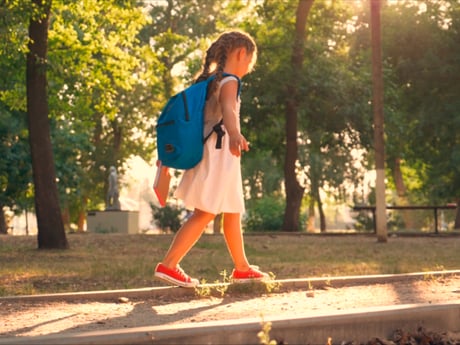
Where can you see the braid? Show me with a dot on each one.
(218, 51)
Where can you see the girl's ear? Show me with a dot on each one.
(241, 53)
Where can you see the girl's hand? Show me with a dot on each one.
(238, 143)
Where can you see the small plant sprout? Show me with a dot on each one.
(264, 334)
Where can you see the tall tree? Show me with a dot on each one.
(294, 191)
(51, 234)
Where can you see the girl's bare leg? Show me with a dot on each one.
(186, 237)
(234, 238)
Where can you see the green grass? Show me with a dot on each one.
(116, 261)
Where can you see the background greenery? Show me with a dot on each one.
(112, 64)
(117, 261)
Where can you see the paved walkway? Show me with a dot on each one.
(76, 316)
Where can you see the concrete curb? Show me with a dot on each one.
(359, 326)
(285, 285)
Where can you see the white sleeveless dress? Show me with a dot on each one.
(215, 184)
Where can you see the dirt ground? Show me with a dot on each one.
(21, 318)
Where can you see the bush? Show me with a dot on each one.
(167, 217)
(265, 214)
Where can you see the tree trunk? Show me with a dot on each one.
(3, 226)
(311, 215)
(322, 216)
(457, 216)
(294, 191)
(51, 234)
(401, 191)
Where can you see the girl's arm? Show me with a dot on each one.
(227, 100)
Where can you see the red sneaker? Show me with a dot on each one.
(174, 276)
(252, 274)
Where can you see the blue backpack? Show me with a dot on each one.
(180, 127)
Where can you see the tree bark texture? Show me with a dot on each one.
(51, 234)
(3, 226)
(294, 191)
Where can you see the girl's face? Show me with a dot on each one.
(245, 62)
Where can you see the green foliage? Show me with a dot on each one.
(15, 165)
(265, 214)
(167, 217)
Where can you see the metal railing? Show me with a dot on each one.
(434, 208)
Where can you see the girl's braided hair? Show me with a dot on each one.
(216, 55)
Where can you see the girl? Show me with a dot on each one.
(215, 185)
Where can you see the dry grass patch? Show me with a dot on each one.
(117, 261)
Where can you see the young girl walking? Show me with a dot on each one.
(215, 185)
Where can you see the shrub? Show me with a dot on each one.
(265, 214)
(167, 217)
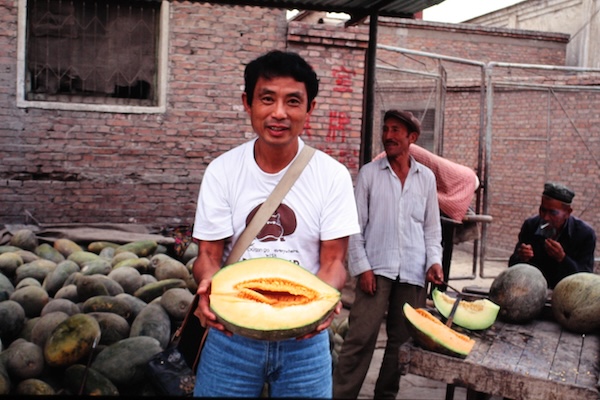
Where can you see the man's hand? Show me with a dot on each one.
(525, 252)
(435, 274)
(325, 324)
(367, 282)
(203, 312)
(554, 250)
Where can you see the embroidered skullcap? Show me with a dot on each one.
(411, 122)
(558, 192)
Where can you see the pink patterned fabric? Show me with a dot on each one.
(456, 183)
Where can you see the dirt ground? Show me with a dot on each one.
(413, 387)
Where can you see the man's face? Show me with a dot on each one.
(395, 137)
(279, 109)
(554, 212)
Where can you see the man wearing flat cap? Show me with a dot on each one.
(397, 252)
(554, 241)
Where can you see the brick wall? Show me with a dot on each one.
(75, 166)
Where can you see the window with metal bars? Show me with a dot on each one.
(92, 51)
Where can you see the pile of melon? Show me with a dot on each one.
(81, 319)
(64, 306)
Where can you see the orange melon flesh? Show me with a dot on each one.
(475, 315)
(432, 334)
(270, 299)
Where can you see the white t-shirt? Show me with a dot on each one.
(320, 206)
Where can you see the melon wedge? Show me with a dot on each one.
(270, 299)
(474, 315)
(431, 334)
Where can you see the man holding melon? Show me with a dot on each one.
(398, 251)
(309, 228)
(554, 241)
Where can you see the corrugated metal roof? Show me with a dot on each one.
(356, 8)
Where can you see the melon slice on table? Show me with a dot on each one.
(270, 299)
(474, 315)
(431, 334)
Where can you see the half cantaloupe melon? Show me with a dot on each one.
(270, 299)
(431, 334)
(474, 315)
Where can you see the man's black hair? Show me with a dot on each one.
(278, 64)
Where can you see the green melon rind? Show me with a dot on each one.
(576, 302)
(431, 343)
(463, 318)
(274, 334)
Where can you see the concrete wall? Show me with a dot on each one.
(578, 18)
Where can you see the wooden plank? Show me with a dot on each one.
(589, 361)
(507, 348)
(489, 379)
(566, 358)
(535, 361)
(539, 350)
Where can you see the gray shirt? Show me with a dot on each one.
(401, 232)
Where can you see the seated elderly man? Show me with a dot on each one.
(554, 241)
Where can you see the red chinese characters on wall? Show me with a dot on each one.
(339, 120)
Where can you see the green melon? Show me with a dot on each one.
(431, 334)
(576, 302)
(475, 315)
(71, 340)
(521, 292)
(270, 299)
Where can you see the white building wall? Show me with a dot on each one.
(578, 18)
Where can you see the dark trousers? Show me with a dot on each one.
(366, 314)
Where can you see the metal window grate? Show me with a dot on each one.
(98, 51)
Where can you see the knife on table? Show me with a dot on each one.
(454, 306)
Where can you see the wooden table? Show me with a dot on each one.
(538, 360)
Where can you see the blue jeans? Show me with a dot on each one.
(238, 367)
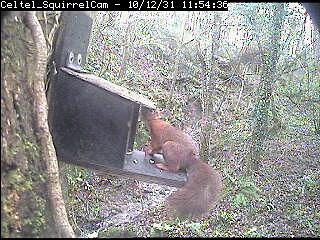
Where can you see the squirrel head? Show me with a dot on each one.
(150, 114)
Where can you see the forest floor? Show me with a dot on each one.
(283, 200)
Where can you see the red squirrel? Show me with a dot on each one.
(181, 152)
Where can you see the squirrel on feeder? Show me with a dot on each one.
(181, 152)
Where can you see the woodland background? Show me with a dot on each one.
(244, 83)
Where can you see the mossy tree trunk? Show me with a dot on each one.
(269, 33)
(30, 200)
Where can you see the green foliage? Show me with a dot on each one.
(231, 110)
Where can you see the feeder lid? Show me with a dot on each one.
(111, 87)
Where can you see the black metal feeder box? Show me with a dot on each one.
(93, 122)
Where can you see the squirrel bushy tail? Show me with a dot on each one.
(200, 192)
(181, 152)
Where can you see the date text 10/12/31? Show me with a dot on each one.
(143, 5)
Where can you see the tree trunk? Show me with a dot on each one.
(29, 171)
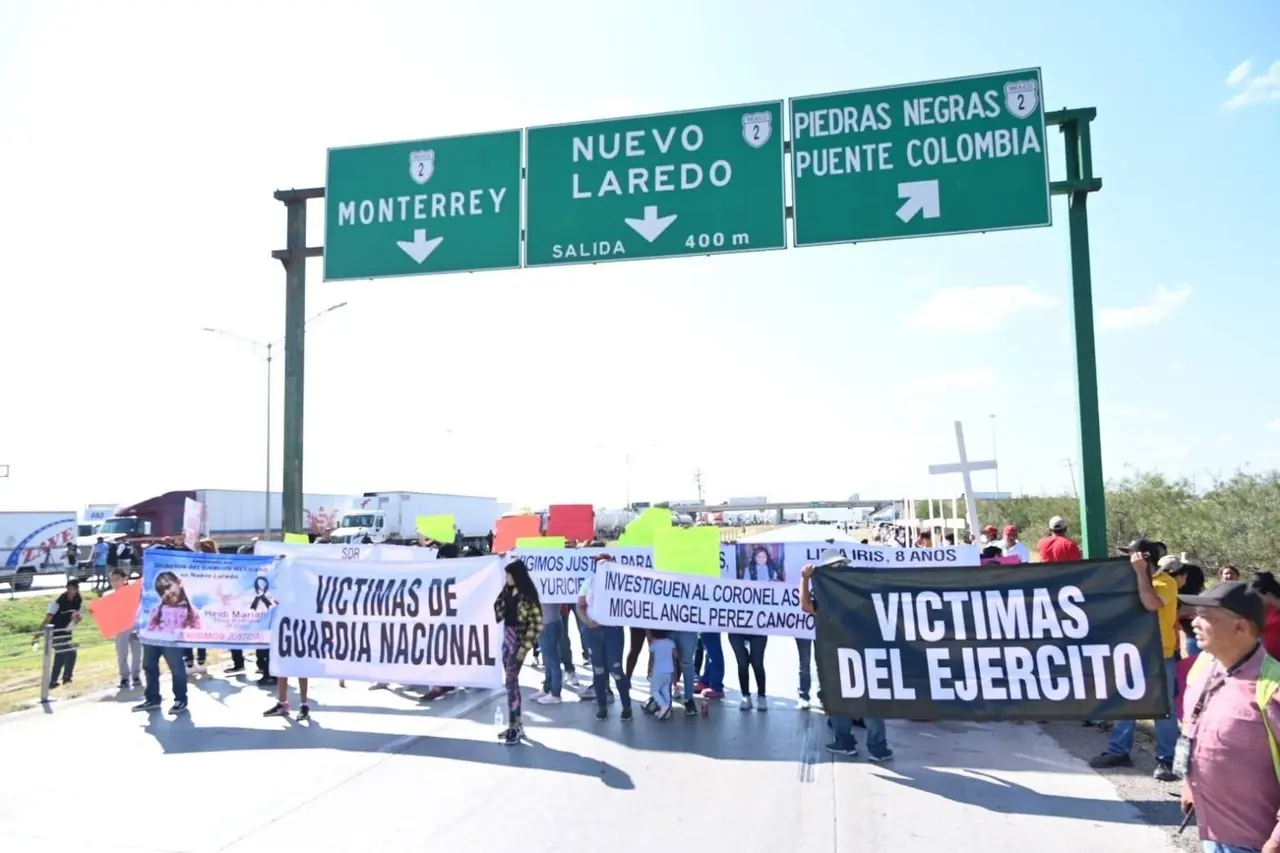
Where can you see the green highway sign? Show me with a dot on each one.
(700, 182)
(442, 205)
(947, 156)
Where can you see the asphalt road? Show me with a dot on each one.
(378, 770)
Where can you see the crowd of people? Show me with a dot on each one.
(1220, 643)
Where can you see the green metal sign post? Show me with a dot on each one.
(443, 205)
(702, 182)
(942, 158)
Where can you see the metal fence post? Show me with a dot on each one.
(46, 669)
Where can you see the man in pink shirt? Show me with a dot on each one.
(1230, 779)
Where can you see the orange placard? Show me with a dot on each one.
(515, 527)
(115, 612)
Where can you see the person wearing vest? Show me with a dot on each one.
(62, 616)
(1228, 752)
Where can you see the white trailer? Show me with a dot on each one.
(392, 516)
(33, 543)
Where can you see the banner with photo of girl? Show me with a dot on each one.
(206, 600)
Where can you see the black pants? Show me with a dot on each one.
(749, 651)
(63, 667)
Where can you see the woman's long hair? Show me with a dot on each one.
(525, 584)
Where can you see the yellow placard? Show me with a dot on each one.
(437, 527)
(540, 542)
(688, 552)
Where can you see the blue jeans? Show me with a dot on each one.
(713, 665)
(172, 656)
(877, 742)
(686, 643)
(606, 643)
(1166, 730)
(804, 648)
(549, 643)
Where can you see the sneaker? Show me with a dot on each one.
(1109, 760)
(839, 748)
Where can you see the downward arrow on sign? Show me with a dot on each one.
(652, 226)
(420, 247)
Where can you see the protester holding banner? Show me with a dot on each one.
(1159, 594)
(521, 616)
(606, 649)
(844, 743)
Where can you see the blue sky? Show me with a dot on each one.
(140, 145)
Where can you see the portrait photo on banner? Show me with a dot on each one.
(760, 561)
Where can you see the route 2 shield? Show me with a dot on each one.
(1022, 97)
(421, 165)
(757, 128)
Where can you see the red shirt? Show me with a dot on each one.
(1271, 633)
(1055, 548)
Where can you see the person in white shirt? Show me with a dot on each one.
(1013, 547)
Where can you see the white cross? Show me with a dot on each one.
(965, 468)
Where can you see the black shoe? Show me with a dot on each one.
(1110, 760)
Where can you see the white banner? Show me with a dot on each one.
(560, 571)
(400, 623)
(333, 551)
(641, 598)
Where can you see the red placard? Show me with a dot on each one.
(572, 521)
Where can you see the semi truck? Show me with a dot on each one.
(232, 518)
(33, 543)
(392, 516)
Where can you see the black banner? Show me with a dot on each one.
(1061, 641)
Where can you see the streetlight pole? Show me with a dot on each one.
(269, 346)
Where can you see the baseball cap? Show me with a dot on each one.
(832, 557)
(1233, 596)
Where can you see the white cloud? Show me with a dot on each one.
(1157, 310)
(963, 379)
(986, 308)
(1253, 90)
(1239, 73)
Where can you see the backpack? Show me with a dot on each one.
(1269, 682)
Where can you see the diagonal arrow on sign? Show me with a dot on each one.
(922, 197)
(652, 226)
(420, 247)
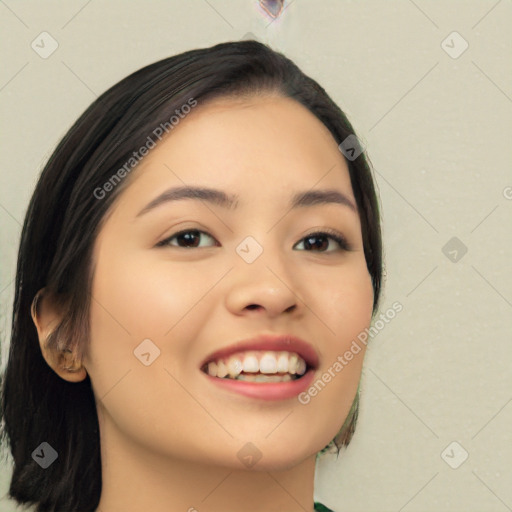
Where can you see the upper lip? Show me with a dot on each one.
(269, 342)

◆ ◆ ◆

GOAL:
Copy out the rows above word for word, starting at the line that contains "Where can you see the black banner?" and ending at the last line of the rows, and leave the pictures out.

RIGHT ANSWER:
Where can you see the black banner? Show me with a dot on each one.
(1061, 641)
Where can you see the streetlight pole? Show me with a dot on each one.
(269, 346)
Where can you see the baseball cap? Show me with a dot on each one.
(832, 557)
(1233, 596)
Where can you see the white cloud? Show me with a dot on each one.
(1157, 310)
(963, 379)
(986, 308)
(1253, 90)
(1239, 73)
Where can you see the backpack? Show me with a dot on each one.
(1269, 682)
Where can you see the diagonal arrow on sign? Show me with a dot on each one.
(922, 197)
(652, 226)
(420, 247)
Where can you see the upper lip? Show me with a dot on each one.
(269, 342)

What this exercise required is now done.